# Records for the exercise:
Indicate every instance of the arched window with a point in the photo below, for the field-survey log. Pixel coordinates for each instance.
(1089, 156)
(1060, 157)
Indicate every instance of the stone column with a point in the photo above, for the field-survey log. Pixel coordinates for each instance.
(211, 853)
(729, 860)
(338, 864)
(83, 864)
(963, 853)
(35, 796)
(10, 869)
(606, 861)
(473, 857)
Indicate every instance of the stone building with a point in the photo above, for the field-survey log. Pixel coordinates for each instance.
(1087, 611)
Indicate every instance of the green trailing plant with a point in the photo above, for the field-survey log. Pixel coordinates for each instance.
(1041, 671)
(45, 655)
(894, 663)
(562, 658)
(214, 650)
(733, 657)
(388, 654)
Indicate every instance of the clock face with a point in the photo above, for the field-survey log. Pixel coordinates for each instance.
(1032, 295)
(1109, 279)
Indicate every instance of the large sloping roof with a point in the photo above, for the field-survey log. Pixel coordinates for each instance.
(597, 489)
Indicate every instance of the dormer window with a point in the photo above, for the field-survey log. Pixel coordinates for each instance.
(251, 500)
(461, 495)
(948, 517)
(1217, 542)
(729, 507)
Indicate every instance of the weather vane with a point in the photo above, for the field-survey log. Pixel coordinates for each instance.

# The task:
Rewrite every line of the stretch above that opens with the line containing "Indicate every instance of the stone building" and closes with the line containing "(1087, 611)", both ends included. Shift each coordinate in the answers by -127.

# Output of the exercise:
Indicate every instance of the stone building with a point in the photo above, for the field-survey log. Pixel coordinates for each instance.
(960, 484)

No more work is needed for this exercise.